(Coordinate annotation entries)
== == ==

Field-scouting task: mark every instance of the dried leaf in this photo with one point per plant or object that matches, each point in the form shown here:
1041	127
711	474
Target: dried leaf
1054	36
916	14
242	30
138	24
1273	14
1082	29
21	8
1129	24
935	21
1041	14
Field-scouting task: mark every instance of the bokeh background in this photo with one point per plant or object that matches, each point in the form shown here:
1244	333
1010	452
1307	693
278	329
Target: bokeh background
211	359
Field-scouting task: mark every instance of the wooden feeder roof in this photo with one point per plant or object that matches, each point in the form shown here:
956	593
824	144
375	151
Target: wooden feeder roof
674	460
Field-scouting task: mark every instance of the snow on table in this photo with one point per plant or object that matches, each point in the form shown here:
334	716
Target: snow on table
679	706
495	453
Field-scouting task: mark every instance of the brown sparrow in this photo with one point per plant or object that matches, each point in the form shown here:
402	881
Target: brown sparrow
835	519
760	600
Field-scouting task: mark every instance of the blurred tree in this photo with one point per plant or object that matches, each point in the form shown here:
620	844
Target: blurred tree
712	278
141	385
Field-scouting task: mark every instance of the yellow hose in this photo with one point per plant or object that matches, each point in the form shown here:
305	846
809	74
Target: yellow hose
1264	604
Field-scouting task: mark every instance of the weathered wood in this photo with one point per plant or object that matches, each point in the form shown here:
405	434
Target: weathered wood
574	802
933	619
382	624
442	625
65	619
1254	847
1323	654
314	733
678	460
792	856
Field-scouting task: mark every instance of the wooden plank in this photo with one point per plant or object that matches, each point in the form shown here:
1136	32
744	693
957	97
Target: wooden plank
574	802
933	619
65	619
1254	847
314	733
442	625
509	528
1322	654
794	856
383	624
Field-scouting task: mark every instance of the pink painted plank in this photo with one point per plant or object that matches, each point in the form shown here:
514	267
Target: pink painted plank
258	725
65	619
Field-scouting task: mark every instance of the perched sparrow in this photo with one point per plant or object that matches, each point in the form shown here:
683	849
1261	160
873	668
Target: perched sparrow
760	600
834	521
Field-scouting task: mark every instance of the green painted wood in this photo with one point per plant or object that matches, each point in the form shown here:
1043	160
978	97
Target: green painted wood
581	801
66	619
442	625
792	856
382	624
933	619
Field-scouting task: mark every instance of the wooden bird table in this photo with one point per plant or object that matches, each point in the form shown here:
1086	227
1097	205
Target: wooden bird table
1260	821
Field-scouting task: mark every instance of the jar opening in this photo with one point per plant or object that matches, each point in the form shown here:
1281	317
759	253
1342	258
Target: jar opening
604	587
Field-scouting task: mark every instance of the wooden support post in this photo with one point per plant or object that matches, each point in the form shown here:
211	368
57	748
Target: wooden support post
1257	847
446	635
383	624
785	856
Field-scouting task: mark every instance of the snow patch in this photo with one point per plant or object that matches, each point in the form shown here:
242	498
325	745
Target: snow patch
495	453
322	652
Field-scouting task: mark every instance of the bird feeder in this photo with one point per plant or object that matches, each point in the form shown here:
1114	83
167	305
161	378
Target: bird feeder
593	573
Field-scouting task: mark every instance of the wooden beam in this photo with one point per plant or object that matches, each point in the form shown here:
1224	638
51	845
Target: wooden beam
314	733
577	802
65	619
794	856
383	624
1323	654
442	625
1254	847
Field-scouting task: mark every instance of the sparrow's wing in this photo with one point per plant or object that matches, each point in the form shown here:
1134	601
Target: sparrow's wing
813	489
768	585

== == ==

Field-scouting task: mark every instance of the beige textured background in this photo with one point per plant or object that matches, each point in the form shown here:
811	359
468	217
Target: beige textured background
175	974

== == ==

Pick out each line above that contains the string "textured", and copy every such line in full.

Field-scouting task: mark every instance of the beige textured background in this photo with one point per plant or object that matches, each point in the form shown here:
Target: beige textured background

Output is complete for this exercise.